EXERCISE BRIEF -
Here is a listing. Set it down again exactly.

---

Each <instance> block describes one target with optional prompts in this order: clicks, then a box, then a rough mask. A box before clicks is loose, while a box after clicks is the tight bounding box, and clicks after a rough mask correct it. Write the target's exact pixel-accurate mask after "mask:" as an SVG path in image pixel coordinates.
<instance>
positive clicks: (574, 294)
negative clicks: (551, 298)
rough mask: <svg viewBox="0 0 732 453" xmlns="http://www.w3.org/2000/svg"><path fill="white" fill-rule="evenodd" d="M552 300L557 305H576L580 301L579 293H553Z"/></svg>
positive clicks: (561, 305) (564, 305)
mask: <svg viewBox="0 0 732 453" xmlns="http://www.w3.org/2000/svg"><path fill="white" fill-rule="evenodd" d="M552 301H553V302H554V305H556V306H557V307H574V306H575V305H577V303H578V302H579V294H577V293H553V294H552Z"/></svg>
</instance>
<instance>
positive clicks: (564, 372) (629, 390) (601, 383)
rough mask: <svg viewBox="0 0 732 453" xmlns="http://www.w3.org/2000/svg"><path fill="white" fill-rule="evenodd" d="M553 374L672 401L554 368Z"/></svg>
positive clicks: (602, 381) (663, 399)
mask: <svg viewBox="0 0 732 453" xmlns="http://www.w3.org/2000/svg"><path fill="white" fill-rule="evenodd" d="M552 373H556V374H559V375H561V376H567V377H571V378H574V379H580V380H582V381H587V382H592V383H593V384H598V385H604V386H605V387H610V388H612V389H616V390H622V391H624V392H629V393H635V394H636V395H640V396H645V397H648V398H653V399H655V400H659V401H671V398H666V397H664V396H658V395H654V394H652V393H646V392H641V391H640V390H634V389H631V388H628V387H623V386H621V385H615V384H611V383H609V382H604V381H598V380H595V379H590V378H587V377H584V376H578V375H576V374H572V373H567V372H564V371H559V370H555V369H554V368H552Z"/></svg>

---

PROBLEM SOLUTION -
Each <instance> block describes one target with optional prompts in this order: clicks, then a box, then a rough mask. A box before clicks is loose, while a box after clicks is the tight bounding box, and clicks after a rough mask correct it. Write the target's exact pixel-accurate mask after "mask:" as an SVG path in image pixel coordinates.
<instance>
positive clicks: (574, 294)
negative clicks: (551, 298)
rough mask: <svg viewBox="0 0 732 453" xmlns="http://www.w3.org/2000/svg"><path fill="white" fill-rule="evenodd" d="M552 300L557 305H576L580 301L579 293H553Z"/></svg>
positive clicks: (561, 305) (564, 305)
mask: <svg viewBox="0 0 732 453" xmlns="http://www.w3.org/2000/svg"><path fill="white" fill-rule="evenodd" d="M552 301H553V302H554V305H556V306H557V307H574V306H575V305H577V303H578V302H579V294H577V293H553V294H552Z"/></svg>
</instance>
<instance>
positive clicks: (564, 372) (629, 390) (601, 383)
rough mask: <svg viewBox="0 0 732 453" xmlns="http://www.w3.org/2000/svg"><path fill="white" fill-rule="evenodd" d="M553 374L672 401L554 368Z"/></svg>
positive clicks: (602, 381) (663, 399)
mask: <svg viewBox="0 0 732 453" xmlns="http://www.w3.org/2000/svg"><path fill="white" fill-rule="evenodd" d="M552 373H556V374H559V375H561V376H567V377H571V378H574V379H580V380H582V381H587V382H592V383H593V384H598V385H604V386H605V387H610V388H612V389H616V390H622V391H624V392H629V393H635V394H636V395H640V396H645V397H648V398H653V399H655V400H659V401H671V398H666V397H664V396H658V395H654V394H652V393H646V392H641V391H640V390H634V389H631V388H628V387H623V386H621V385H615V384H611V383H609V382H604V381H598V380H595V379H590V378H587V377H584V376H578V375H576V374H572V373H567V372H564V371H559V370H555V369H554V368H552Z"/></svg>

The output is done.